>> Start

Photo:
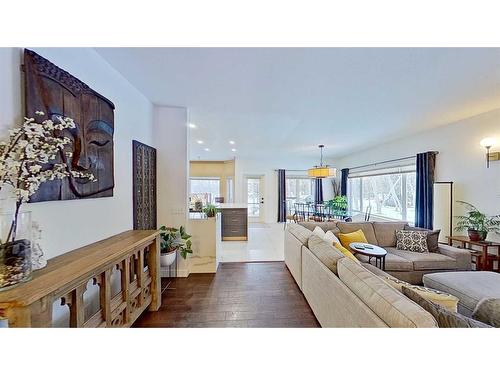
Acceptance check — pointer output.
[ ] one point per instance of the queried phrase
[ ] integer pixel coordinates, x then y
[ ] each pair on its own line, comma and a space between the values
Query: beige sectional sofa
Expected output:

>> End
>> Start

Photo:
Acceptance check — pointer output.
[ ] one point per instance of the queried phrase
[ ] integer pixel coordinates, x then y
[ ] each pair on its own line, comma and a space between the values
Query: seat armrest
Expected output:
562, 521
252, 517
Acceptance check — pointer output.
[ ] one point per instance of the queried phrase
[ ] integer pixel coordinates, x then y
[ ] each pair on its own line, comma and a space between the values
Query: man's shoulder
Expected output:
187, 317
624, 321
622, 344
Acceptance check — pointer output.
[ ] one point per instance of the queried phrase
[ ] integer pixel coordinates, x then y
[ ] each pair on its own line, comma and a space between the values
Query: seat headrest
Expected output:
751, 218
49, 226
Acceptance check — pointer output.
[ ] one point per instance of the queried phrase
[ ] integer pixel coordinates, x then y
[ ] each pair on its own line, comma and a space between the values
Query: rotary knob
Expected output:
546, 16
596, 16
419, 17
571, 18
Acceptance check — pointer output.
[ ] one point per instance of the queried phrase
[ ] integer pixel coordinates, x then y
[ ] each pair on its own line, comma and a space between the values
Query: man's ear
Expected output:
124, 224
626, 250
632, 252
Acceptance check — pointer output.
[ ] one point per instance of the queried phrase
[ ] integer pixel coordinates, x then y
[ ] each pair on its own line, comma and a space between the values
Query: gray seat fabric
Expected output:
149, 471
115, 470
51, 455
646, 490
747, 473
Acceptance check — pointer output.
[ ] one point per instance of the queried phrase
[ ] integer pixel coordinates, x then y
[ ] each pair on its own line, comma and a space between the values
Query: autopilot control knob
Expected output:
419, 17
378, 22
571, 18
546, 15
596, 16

>> End

▶ **Written problem**: Pull out every line of the records above that contains the string "knob", and copy each one in full. Matching is case-sensitive.

▶ **Final result**:
Query: rotary knob
Query: autopilot control knob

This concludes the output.